# Opinions on 8's please



## mkellypc (Mar 15, 2010)

So I'm redoing my sub stage again! I've decided I going for output over sq, but would like to retain as much sq as possible. I've got .75-.9 cu' to work with. Powered by a Zapco i600 (425 @ 4ohm, [email protected] 2ohm).
I'm looking at (1) DC audio level 2 8" or (1) Sundown SA8 or (2) JBL GT84 or (2) RE rex8's. My thoughts are 2 re's will give me more cone surface area but only come in D4 voice coils so my amp will only see 4 ohms. JBL's have single 4 ohm coils so amp would see 2 ohms and still more surface area. The Sundown and DC will give me me a 2 ohm load and more excursion but less surface area. I've had a single eD 11kv2 and SI BM MKIII previously in this build. Both were down firing tho. The 8's will allow me to face them forward and I hope will give me more impact. I'm really looking to get more gut wrenching bass that I had back in the day but realize it will be limited with my space/power limitations.

▸ Written exercise A
Quote the subwoofer thread from "# Opinions on" up to and including "4ohm, [email protected] 2ohm).".
▸ Written exercise B
Write out the entries from their start up to and including the line that contains "34], [27, 32]]", substituting "Place" for "Drop" and leaving everything else unchanged. Omit the pictures.

Object position labeling entries:
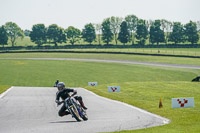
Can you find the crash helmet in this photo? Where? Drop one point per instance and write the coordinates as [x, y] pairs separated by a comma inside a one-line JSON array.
[[61, 86]]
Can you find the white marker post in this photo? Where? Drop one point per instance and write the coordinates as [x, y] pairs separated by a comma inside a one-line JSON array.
[[113, 88], [92, 83], [182, 102]]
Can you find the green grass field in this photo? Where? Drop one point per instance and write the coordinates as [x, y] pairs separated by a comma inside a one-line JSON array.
[[169, 51], [141, 86], [164, 59]]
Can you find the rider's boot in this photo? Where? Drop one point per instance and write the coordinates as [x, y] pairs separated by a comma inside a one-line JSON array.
[[66, 113], [82, 104]]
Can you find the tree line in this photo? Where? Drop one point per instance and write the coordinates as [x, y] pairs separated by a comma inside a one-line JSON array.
[[128, 29]]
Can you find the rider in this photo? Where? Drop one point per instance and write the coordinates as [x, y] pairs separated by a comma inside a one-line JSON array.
[[64, 93]]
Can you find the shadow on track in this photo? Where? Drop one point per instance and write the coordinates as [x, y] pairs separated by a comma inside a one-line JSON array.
[[63, 122]]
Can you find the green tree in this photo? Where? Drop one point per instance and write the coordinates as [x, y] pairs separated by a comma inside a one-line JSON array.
[[142, 32], [88, 33], [177, 34], [124, 34], [3, 36], [38, 34], [73, 34], [98, 32], [107, 35], [115, 26], [13, 32], [198, 26], [191, 32], [156, 34], [166, 27], [132, 25], [56, 34], [27, 32]]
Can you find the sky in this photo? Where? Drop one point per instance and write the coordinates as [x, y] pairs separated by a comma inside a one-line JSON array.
[[78, 13]]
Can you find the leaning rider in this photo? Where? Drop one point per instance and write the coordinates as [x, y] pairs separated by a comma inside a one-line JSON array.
[[64, 93]]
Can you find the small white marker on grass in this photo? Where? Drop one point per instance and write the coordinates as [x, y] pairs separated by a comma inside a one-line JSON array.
[[113, 88]]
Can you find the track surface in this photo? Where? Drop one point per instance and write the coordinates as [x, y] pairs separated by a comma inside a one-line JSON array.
[[118, 61], [32, 109]]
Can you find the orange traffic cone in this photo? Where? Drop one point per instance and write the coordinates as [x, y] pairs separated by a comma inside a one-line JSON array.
[[160, 104]]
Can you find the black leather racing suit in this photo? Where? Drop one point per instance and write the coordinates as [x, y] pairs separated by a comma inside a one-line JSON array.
[[63, 94]]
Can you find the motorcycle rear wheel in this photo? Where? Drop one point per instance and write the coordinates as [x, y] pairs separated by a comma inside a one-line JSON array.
[[75, 114]]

▸ Correct output A
# Opinions on 8's please



## mkellypc (Mar 15, 2010)

So I'm redoing my sub stage again! I've decided I going for output over sq, but would like to retain as much sq as possible. I've got .75-.9 cu' to work with. Powered by a Zapco i600 (425 @ 4ohm, [email protected] 2ohm).

▸ Correct output B
Can you find the crash helmet in this photo? Where? Place one point per instance and write the coordinates as [x, y] pairs separated by a comma inside a one-line JSON array.
[[61, 86]]
Can you find the white marker post in this photo? Where? Place one point per instance and write the coordinates as [x, y] pairs separated by a comma inside a one-line JSON array.
[[113, 88], [92, 83], [182, 102]]
Can you find the green grass field in this photo? Where? Place one point per instance and write the coordinates as [x, y] pairs separated by a comma inside a one-line JSON array.
[[169, 51], [141, 86], [164, 59]]
Can you find the rider's boot in this photo? Where? Place one point per instance and write the coordinates as [x, y] pairs separated by a comma inside a one-line JSON array.
[[66, 113], [82, 104]]
Can you find the tree line in this photo? Where? Place one point per instance and write the coordinates as [x, y] pairs separated by a comma inside a one-line JSON array.
[[128, 29]]
Can you find the rider in this photo? Where? Place one point per instance and write the coordinates as [x, y] pairs separated by a comma inside a one-line JSON array.
[[64, 93]]
Can you find the shadow on track in this photo? Where? Place one point per instance and write the coordinates as [x, y] pairs separated by a comma inside a one-line JSON array.
[[63, 122]]
Can you find the green tree in this photo? Where? Place one point per instance and write the coordinates as [x, y] pairs separated by a comma inside a one-line JSON array.
[[142, 32], [88, 33], [177, 34], [124, 34], [3, 36], [38, 34], [73, 34], [98, 32], [107, 35], [115, 26], [13, 32], [198, 26], [191, 32], [156, 34], [166, 27], [132, 25], [56, 34], [27, 32]]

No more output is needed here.